▶ _BRIEF_: Locate all lines in the data below that hold "Query" and show them.

▶ _RECORDS PROVIDED_:
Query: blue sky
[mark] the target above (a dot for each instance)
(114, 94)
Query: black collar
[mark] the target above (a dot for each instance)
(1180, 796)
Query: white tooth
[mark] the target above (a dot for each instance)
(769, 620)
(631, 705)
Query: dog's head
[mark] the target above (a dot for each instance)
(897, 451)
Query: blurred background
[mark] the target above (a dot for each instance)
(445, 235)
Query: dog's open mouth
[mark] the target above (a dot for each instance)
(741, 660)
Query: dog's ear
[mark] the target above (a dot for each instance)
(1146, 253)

...

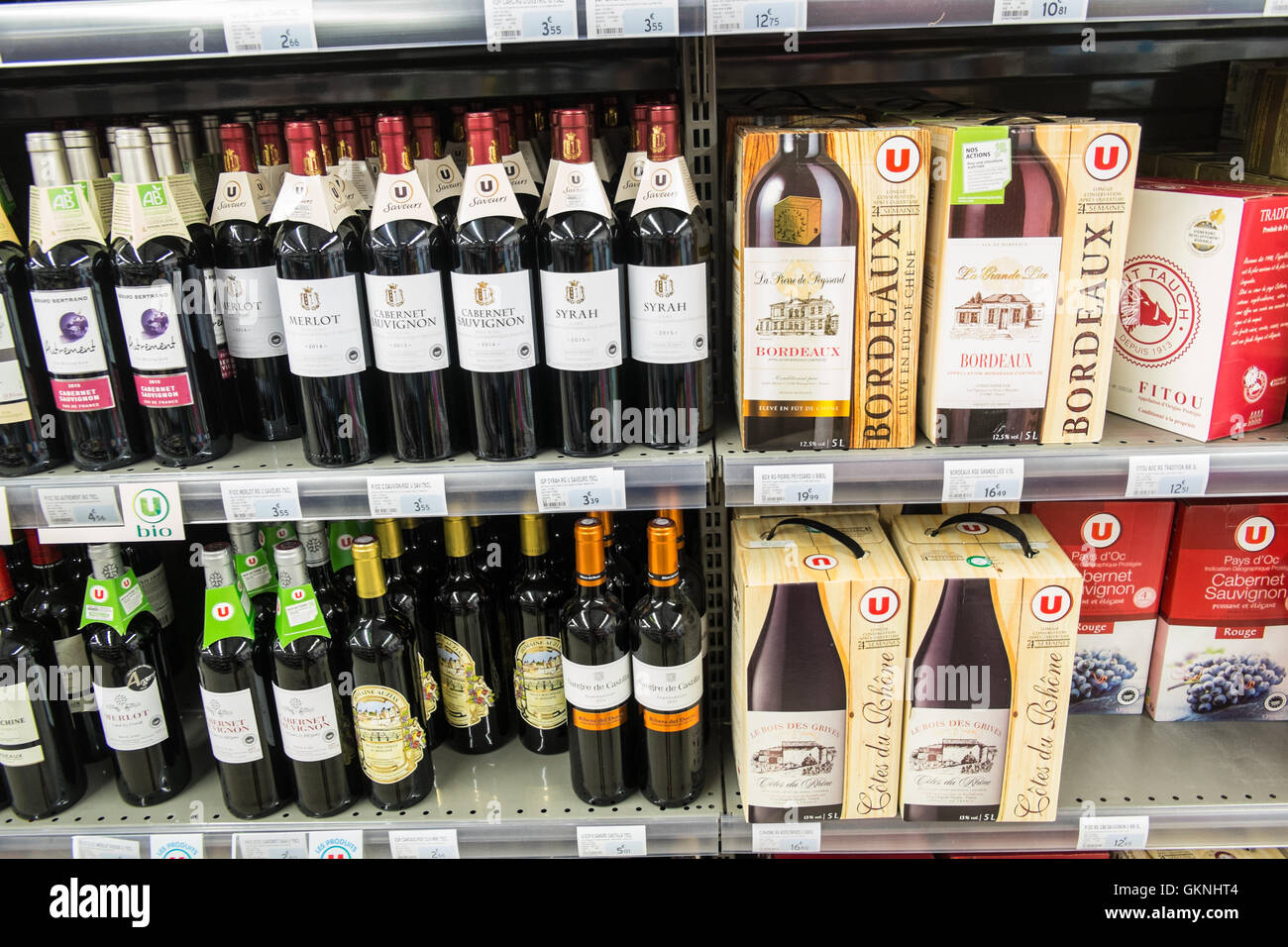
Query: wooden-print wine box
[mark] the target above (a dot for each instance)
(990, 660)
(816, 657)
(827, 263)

▶ _RESULT FOR THIS EXERCISE_:
Query: blue sky
Query: black collar
Query: white tooth
Query: dog's head
Query: blurred background
Query: dog's open mouth
Query: dog's ear
Query: wooden-print wine box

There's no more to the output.